--- SELECTION ---
------------------------------------
Still, Riak and other supporters say they have often met with bruising hostility from parents.
Irwin Hyman, a psychology professor at Temple University and author of "The Case Against Spanking," said Riak's resolution is unlikely to pass because much of the American public believes in spanking despite what he describes as its detriments.
"There are no real positive benefits to spanking, except it does temporarily stop behavior," Hyman said. "It's got a lot of long-term negative consequences. It's often associated with depression, low self-esteem and conduct problems."
Riak, a New Jersey native and father of three grown children, said he was never spanked as a child. He calls the anti-spanking battle part of a 25-year quest to end corporal punishment in the home and the classroom.
He said he first became aware of the issue when he taught college in Sydney, Australia, for 10 years. There he and supporters started a campaign to end corporal punishment in schools after his sons told him about what he called "Dickensian practices," such as teachers whacking students' open palms with canes.
In 1985, after moving to California, Riak helped then-Assemblyman Sam Farr (D-Carmel), now a congressman, draft a bill to abolish corporal punishment in the state's public schools. The bill was voted into law in 1987.
Riak's ultimate goal is to turn the United States into a spanking-free nation. He already has several supporters across the country, including a group in Columbus, Ohio, that staged the first annual Spank Out Day U.S.A. last April 1. The event was intended to urge parents across the country to quit spanking.
Riak has also been in touch with David and Blythe Daniel, husband-and-wife psychologists who teach at Los Angeles City College. The Daniels said they plan to campaign for a similar resolution by the Los Angeles City Council.
"Spanking communicates to everyone that children have no rights, that they don't get the respect that other human beings get, and it's horrible," David Daniel said.
------------------------------------
--- EXTRACTED INFORMATION ---
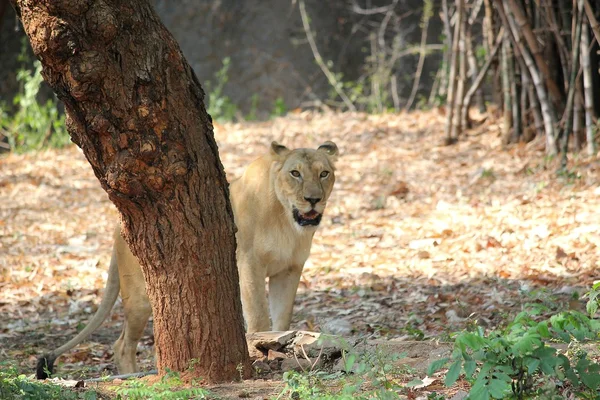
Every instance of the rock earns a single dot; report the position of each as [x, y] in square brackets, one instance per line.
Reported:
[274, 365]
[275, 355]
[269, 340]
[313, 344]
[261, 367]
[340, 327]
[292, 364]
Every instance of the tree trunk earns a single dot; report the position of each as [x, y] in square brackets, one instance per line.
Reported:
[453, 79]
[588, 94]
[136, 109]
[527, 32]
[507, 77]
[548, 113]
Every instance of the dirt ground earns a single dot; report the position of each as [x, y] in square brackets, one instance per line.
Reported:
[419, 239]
------------------------------------
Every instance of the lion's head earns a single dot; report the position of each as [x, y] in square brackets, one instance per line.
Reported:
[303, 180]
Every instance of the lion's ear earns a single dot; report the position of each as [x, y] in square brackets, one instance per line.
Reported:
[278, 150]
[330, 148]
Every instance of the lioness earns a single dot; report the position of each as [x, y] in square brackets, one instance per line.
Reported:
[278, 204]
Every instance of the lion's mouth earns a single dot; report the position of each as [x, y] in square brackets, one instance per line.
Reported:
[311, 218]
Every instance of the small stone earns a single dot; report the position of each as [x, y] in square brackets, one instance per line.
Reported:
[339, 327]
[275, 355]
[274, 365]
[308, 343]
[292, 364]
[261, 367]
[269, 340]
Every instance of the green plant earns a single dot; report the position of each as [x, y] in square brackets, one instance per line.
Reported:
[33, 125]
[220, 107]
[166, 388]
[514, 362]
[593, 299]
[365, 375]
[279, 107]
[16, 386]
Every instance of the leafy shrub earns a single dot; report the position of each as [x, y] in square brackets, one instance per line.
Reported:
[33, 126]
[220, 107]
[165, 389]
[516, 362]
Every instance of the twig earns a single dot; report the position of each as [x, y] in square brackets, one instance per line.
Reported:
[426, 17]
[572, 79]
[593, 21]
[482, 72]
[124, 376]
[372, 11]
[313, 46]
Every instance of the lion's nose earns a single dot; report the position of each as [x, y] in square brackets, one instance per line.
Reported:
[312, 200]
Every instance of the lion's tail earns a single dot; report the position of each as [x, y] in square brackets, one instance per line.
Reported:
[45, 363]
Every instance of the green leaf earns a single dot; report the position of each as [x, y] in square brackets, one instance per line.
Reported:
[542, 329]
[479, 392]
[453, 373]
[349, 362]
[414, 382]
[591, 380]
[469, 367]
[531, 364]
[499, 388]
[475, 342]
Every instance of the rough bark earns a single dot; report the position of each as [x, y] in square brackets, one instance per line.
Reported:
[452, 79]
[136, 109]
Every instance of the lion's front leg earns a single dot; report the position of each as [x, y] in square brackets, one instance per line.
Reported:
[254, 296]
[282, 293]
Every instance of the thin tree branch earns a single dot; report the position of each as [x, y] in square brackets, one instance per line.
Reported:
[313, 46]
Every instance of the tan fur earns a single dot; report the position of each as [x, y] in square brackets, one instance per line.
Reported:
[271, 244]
------------------------------------
--- REQUIREMENT ---
According to the spanking article, what became of the bill Riak helped draft in 1985 to abolish corporal punishment in California's public schools? Rely only on the spanking article, not on the rows.

--- THE OUTPUT ---
It was voted into law in 1987.